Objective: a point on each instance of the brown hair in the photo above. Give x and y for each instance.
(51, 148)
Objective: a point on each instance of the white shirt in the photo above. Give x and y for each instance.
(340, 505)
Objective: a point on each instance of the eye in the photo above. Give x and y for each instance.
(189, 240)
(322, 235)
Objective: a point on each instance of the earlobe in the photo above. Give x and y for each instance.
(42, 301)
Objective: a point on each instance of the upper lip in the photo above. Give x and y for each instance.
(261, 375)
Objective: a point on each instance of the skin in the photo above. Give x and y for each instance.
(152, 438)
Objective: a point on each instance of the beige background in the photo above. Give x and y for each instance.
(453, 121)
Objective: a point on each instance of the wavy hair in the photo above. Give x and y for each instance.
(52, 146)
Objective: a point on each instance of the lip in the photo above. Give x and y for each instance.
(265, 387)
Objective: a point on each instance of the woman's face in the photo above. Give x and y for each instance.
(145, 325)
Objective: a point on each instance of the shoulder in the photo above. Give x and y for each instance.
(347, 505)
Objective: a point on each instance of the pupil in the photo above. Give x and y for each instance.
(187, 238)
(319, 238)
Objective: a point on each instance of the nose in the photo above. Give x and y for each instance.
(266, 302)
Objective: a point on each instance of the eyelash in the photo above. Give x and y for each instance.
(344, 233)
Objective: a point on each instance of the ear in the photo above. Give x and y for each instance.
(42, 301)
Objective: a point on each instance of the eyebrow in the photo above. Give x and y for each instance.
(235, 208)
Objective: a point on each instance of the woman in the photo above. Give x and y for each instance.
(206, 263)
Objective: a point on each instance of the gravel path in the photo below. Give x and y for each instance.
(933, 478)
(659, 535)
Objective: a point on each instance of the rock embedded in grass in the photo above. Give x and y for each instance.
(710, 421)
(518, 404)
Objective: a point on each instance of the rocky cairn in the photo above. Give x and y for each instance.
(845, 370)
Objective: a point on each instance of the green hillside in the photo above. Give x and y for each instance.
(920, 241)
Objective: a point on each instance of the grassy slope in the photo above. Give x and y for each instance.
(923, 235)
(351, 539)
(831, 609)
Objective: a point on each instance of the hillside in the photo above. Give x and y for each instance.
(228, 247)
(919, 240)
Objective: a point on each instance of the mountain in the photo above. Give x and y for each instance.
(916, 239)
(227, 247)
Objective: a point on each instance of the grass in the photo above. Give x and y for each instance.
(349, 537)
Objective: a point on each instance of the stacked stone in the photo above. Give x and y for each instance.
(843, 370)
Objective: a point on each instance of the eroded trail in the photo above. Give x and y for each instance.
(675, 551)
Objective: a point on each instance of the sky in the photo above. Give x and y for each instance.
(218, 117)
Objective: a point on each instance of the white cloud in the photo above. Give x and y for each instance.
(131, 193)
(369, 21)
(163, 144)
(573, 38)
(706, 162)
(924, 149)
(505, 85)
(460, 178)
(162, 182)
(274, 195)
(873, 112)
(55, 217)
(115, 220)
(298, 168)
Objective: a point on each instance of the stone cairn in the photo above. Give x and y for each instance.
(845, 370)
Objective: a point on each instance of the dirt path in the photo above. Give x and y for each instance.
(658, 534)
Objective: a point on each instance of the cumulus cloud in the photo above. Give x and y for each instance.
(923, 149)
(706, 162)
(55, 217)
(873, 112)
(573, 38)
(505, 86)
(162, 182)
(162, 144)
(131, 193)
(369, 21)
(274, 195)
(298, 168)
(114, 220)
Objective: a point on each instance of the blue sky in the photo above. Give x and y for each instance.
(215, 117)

★ ★ ★

TASK
Retype each of the records, word for word, with nothing added or dropped.

WRITTEN REPLY
Objective: a point on each instance of the brown hair in the photo above. Give x and y for each instance.
(51, 148)
Objective: a point on each instance of the white shirt in the photo above. Give x and y for each instance.
(340, 505)
Objective: a point on each instance of the eye in the photo above. Give x and y for each instance.
(189, 240)
(322, 235)
Objective: a point on each instance of the earlobe in the photo above. Give x and y for each instance.
(42, 301)
Objective: a point on each instance of the upper lip in the photo above. Give x and y for each instance.
(261, 375)
Objective: a point on each instance of the skin in the photo above. Give x and y for each instance.
(152, 438)
Objective: a point on each instance of the beige background in the photo above. Give x and y for each instance.
(453, 121)
Objective: a point on each instance of the wavy hair in the photo above. Give x and y for each instance.
(52, 146)
Objective: a point on each instance of the lip in the photo above. Give x and y for each instance.
(265, 387)
Objective: a point on each instance of the woman's face in the photo above. Give x and y for each instance.
(145, 325)
Objective: a point on each instance of the shoulder in the photo above. Give x and y for each instance.
(347, 505)
Objective: a point on each instance of the pupil in the photo above. Give x and y for each instance.
(187, 238)
(319, 238)
Objective: a point on each instance of the nose in the photo above. Give x and y for each instance.
(266, 302)
Objective: a point on each instance of the eyelash in the photo above. Give x and y for each instance.
(344, 233)
Objective: a point on each instance of the ear in the photo above. Give x and y for each instance.
(42, 301)
Objective: a point on each instance of the eyebrow in the photo above. Give x and y for each instance.
(235, 208)
Objective: a point on each instance of the woman in the photo above. Give x and y for each instance.
(206, 263)
Objective: a point on each instance of the gravel path in the photo below. Give x and y for each instance.
(933, 478)
(659, 535)
Objective: a point on each instance of the rock embedded in grass in the photo above. Give x and y for each instance.
(710, 421)
(518, 404)
Objective: a point on each instance of the rocky cairn in the photo above. Give x and y for each instance.
(845, 370)
Objective: a point on each instance of the green hillside in the photo above. Give x and y for each instance.
(920, 241)
Objective: a point on each instance of the grassy slope in the photo above. Give x and y for each instance.
(923, 235)
(351, 539)
(831, 609)
Objective: a point on each instance of the hillside in the photo above. Give x and y for each instance.
(228, 247)
(919, 240)
Objective: a point on each instance of the mountain in the photo above. Give x and y for each instance.
(916, 239)
(227, 247)
Objective: a point on each instance of the grass in the photo above. Give x and y for each instance.
(349, 537)
Objective: a point on each instance of the stacked stone in the photo above. Give x and y for each instance.
(843, 370)
Objective: a point on each instance of the eroded trail in the photo above. Give x and y for each instance.
(675, 551)
Objective: a point on each instance of the sky in the photo above. Give x and y for each instance.
(218, 117)
Objective: a point on each instance of the white cloud in the photo above. Give x and y for each instance.
(131, 193)
(369, 21)
(163, 144)
(573, 38)
(706, 162)
(924, 149)
(505, 85)
(460, 178)
(162, 182)
(274, 195)
(873, 112)
(55, 217)
(115, 220)
(298, 168)
Objective: a point on each instance of the stone cairn in the photo above. Give x and y for each instance.
(845, 370)
Objective: a point on each instance of the dirt path in the photo above. Give x and y for each instance.
(658, 534)
Objective: a point on each instance of the cumulus cloud in the photo above. Give x and y for each instance.
(923, 149)
(706, 162)
(55, 217)
(873, 112)
(573, 38)
(505, 86)
(162, 182)
(162, 144)
(131, 193)
(369, 21)
(274, 195)
(298, 168)
(114, 220)
Objective: a point on each instance of the blue sky in the photo above. Give x and y for each instance.
(215, 117)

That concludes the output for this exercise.